Le choléra est une maladie gastro-intestinale
dont l'évolution est très rapide, une victime pouvant être
emportée en vingt-quatre heures. L'épidémie est aussi
connue sous le nom de choléra asiatique ou choléra morbus.
Les journaux de juin 1832 publient des conseils hygiéniques aux
citoyens de Québec: se tenir au chaud, porter une ceinture de laine
autour du ventre (même par les journées de grande chaleur),
éviter les excès à table, laver les vitres - la lumière
étant nécessaire à la santé - bien aérer
les habitations, faire
un bon feu dans la cheminée ainsi que des fumigations! A celui
qui a attrapé le choléra, on conseille de donner en premier
lieu 40 gouttes d'opium.
Le clergé est totalement engagé dans
le drame. D'abord, l'évêque de Québec annonce dans
la Gazette qu'il permet de rompre le jeûne des Quatre-Temps,
puis dans le même journal, cette savoureuse description: «...les messieurs du Séminaire passent tout instant pour les malades;
ils ne peuvent suffir, ils sont obligés de dire leur brévières
en calèche ». (6)
L'épidémie de 1834 fut moins catastrophique
que celle de 1832. Elle fut aussi de plus courte durée, sévissant
de la mi-juillet à la fin septembre: « C'est ce matin que le
comité sanitaire a fait chanter à la cathédrale une grand' messe à l'occasion de la disparition du choléra.

= Série d'exercices =
1. Répondez aux questions suivantes à partir du texte sur le choléra.
(a) Combien de gouttes d'opium conseille-t-on de donner en premier lieu à celui qui a attrapé le choléra ?
(b) Quel jeûne l'évêque de Québec permet-il de rompre ?
(c) De quelle période à quelle période l'épidémie de 1834 a-t-elle sévi ?
2. Poursuivez le texte sur le choléra à Québec à la suite de sa dernière phrase.
Le matériel ci-dessous n'a aucun lien avec le texte sur le choléra.

= Données fournies =
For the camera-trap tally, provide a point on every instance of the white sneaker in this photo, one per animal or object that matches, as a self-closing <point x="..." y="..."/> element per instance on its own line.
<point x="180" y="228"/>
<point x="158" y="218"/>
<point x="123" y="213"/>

= Vos réponses =
1.
(a) 40 gouttes.
(b) Le jeûne des Quatre-Temps.
(c) De la mi-juillet à la fin septembre.

2.
M. le curé de Québec officiait. Une foule considérable
de fidèles s'y était rendue. On a remarqué que c'était bien probablement le premier service religieux catholique
que les autorités constitués avaient fait faire depuis 1759 » (7) (voir fig. 3).
Bien qu'il y eût à Québec,
en 1834, 2519 mortalités, donc un nombre moindre, le parti nationaliste
qui avait sans doute eu le temps de réfléchir donna un sens
politique au manque de prévoyance du gouvernement d'alors: « On
the reappearance of the disease in 1834 the national party again blamed
Lord Aylmer for the outbreak. It was because it was he who refused to
shut it out by closing the gate of the St-Lawrence, he it was who enticed
sick immigrants into the country, in order to decimate the ranks of the
French-Canadians ». (8)
Cette tragédie a inspiré Joseph
Légaré [Québec, 1795- Québec, 1855] à
peindre Le choléra à Québec, genre de reportage
historique dans le style de L'incendie du quartier Saint: Roch (1845,
collection du Musée du Québec), de Eboulis du Cap-aux-Diamants (vers
1840, (9) collection du Musée du Séminaire de Québec)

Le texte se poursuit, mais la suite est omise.